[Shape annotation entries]
>> START

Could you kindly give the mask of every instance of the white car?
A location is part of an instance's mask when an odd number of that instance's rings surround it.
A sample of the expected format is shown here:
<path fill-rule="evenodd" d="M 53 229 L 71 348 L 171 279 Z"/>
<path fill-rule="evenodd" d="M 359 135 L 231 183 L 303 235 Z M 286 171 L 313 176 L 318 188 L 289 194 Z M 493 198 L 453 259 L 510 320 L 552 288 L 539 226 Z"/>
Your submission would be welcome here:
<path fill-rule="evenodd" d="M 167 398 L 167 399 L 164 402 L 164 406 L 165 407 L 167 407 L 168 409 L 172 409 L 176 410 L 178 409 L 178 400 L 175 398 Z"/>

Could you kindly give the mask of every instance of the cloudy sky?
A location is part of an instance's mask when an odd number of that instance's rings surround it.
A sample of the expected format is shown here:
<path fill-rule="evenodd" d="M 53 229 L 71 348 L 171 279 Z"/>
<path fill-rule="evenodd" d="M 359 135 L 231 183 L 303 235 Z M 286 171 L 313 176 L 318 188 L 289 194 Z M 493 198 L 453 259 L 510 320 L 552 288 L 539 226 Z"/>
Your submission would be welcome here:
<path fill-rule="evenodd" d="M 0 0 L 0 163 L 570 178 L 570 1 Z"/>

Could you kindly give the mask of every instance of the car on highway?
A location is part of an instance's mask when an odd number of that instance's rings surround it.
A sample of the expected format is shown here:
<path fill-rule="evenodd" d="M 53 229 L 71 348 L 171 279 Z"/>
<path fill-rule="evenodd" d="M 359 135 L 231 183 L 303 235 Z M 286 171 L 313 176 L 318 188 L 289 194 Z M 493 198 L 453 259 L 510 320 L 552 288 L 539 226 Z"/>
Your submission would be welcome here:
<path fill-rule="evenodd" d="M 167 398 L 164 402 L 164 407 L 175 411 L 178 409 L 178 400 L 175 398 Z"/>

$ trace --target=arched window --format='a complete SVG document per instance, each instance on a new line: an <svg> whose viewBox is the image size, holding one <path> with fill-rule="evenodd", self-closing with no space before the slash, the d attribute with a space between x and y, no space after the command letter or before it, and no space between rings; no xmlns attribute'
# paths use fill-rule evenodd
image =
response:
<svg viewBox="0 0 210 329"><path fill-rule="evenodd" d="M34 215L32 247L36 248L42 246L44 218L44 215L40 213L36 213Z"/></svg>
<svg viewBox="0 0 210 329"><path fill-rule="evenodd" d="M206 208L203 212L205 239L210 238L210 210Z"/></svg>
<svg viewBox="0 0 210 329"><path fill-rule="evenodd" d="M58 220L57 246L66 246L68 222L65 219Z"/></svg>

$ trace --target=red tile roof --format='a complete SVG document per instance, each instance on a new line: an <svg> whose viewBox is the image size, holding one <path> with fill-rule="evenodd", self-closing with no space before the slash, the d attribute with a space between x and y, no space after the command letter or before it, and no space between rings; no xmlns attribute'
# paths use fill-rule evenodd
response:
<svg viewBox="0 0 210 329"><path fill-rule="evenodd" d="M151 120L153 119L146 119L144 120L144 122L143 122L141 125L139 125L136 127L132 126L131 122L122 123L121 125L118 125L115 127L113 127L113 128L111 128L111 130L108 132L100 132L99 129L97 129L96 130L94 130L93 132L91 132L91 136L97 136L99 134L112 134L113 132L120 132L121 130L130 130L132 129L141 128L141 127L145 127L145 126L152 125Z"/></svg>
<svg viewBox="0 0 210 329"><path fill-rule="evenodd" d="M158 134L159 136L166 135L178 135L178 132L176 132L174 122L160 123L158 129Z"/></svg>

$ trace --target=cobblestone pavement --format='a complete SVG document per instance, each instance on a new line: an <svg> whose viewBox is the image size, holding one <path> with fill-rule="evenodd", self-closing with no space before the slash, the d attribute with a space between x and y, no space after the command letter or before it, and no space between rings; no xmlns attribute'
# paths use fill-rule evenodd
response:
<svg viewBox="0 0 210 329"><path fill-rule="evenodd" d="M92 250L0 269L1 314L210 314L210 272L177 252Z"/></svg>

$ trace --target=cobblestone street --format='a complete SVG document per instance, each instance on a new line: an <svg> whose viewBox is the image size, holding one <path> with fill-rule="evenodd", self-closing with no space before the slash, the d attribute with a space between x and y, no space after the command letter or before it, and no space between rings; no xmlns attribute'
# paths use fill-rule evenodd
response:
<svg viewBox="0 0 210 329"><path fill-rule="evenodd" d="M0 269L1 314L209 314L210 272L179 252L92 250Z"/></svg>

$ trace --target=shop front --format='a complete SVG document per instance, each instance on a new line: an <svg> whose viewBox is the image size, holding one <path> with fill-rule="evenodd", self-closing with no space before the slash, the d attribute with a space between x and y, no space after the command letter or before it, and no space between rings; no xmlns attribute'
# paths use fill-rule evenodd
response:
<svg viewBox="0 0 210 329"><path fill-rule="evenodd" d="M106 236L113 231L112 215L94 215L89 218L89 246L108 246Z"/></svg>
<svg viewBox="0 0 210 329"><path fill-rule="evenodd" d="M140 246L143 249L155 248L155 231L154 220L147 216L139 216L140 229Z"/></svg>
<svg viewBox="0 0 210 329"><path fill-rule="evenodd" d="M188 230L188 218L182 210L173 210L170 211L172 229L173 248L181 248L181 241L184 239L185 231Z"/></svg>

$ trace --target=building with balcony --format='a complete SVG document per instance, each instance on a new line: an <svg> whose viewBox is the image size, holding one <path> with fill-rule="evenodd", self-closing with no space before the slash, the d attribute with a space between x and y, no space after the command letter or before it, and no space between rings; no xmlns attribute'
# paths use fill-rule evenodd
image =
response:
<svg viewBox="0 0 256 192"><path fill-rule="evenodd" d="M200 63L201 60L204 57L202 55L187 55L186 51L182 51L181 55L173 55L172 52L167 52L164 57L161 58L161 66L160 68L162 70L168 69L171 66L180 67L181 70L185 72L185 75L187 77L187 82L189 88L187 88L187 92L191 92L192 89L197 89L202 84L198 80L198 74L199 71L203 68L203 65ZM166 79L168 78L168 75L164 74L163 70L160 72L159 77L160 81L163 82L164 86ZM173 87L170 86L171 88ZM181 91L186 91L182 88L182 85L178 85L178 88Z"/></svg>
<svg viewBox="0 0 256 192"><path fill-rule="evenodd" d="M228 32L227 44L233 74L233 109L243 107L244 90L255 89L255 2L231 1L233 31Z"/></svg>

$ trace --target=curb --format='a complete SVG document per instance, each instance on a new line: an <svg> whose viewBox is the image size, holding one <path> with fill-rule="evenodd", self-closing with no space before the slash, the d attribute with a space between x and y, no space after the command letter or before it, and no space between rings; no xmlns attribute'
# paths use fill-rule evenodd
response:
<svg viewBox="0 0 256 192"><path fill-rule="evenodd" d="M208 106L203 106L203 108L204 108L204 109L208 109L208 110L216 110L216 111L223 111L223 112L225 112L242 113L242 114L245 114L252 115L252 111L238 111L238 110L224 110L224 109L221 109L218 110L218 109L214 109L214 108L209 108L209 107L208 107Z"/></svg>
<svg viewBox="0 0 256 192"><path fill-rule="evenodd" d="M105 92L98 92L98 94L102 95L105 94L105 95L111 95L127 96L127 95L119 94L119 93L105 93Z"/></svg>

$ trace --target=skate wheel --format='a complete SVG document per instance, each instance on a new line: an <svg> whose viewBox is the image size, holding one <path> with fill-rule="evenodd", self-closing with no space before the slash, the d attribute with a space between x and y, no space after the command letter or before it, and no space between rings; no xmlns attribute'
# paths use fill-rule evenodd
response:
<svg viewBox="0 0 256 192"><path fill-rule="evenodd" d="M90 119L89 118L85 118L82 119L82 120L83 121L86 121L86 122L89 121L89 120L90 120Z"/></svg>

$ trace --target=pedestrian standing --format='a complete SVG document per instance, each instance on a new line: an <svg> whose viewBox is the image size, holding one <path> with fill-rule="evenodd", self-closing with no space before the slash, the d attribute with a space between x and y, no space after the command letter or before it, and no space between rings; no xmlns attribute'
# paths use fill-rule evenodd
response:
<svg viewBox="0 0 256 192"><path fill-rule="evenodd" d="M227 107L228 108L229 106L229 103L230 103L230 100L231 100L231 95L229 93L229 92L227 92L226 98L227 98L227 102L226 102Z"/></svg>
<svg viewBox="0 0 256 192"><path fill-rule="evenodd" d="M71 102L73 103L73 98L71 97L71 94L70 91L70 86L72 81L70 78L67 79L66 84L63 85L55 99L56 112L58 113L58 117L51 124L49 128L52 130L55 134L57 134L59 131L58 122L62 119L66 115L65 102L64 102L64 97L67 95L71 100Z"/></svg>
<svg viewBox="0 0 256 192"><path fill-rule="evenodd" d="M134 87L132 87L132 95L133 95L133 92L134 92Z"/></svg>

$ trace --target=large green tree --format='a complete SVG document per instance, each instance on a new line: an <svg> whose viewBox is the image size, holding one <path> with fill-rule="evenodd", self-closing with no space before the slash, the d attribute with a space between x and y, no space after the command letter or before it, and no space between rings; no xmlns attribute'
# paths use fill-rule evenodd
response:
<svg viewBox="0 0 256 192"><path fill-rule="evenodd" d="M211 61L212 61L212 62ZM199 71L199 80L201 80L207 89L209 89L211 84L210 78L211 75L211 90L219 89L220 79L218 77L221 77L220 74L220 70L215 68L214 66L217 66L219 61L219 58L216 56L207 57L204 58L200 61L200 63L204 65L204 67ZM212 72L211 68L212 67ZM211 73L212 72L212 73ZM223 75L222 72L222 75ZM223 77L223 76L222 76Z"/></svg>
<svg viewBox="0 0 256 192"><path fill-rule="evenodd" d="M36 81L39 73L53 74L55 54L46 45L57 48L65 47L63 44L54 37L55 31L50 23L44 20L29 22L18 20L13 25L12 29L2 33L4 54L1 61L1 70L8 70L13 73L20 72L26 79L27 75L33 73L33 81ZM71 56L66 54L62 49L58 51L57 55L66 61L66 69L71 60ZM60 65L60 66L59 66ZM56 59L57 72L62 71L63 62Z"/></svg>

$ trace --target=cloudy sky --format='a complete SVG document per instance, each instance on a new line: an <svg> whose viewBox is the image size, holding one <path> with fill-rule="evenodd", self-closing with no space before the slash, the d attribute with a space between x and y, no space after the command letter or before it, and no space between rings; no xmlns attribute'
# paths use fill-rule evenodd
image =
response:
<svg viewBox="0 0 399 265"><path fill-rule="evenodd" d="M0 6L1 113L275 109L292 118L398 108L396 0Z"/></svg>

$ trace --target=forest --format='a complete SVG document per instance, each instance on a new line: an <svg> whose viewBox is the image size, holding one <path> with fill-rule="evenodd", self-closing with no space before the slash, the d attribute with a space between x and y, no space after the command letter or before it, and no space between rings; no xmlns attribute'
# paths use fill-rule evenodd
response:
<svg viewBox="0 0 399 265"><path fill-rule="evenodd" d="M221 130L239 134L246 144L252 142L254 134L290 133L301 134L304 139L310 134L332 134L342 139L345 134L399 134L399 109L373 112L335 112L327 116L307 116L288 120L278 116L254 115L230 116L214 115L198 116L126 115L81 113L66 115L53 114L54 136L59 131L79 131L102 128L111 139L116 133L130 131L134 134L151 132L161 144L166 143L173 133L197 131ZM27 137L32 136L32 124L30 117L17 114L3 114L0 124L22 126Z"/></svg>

>> END

* [REQUIREMENT] Starting with the line that contains "trace --target=building with" and going on through the line that contains "32L227 44L233 74L233", output those lines as a Markdown table with the columns "Row" and "Line". Put each line's row number under "Row", and leave out any blank lines.

* [EXERCISE OUTPUT]
| Row | Line |
|---|---|
| 1 | $ trace --target=building with balcony --format='a complete SVG document per instance, each instance on a new line: an <svg> whose viewBox is the image size, holding one <path> with fill-rule="evenodd", self-closing with no space before the slash, the d attribute with a space between x and y, no space after the command letter or before it, and no space between rings; no xmlns attribute' |
| 2 | # paths use fill-rule evenodd |
| 3 | image = |
| 4 | response: |
| 5 | <svg viewBox="0 0 256 192"><path fill-rule="evenodd" d="M200 63L201 60L204 57L202 55L187 55L186 51L182 51L181 55L173 55L172 52L167 52L164 57L161 58L161 66L160 68L162 70L168 69L171 66L180 67L181 70L185 72L185 75L187 77L187 82L189 88L187 88L187 92L191 92L192 89L197 89L202 84L198 80L198 74L199 71L203 68L203 65ZM166 79L168 78L168 75L164 74L163 70L160 72L159 77L160 81L163 82L164 86ZM173 87L170 86L171 88ZM181 91L186 91L182 88L182 85L178 85L178 88Z"/></svg> |
| 6 | <svg viewBox="0 0 256 192"><path fill-rule="evenodd" d="M228 32L227 44L233 74L233 109L243 107L244 90L255 89L255 2L231 1L233 31Z"/></svg> |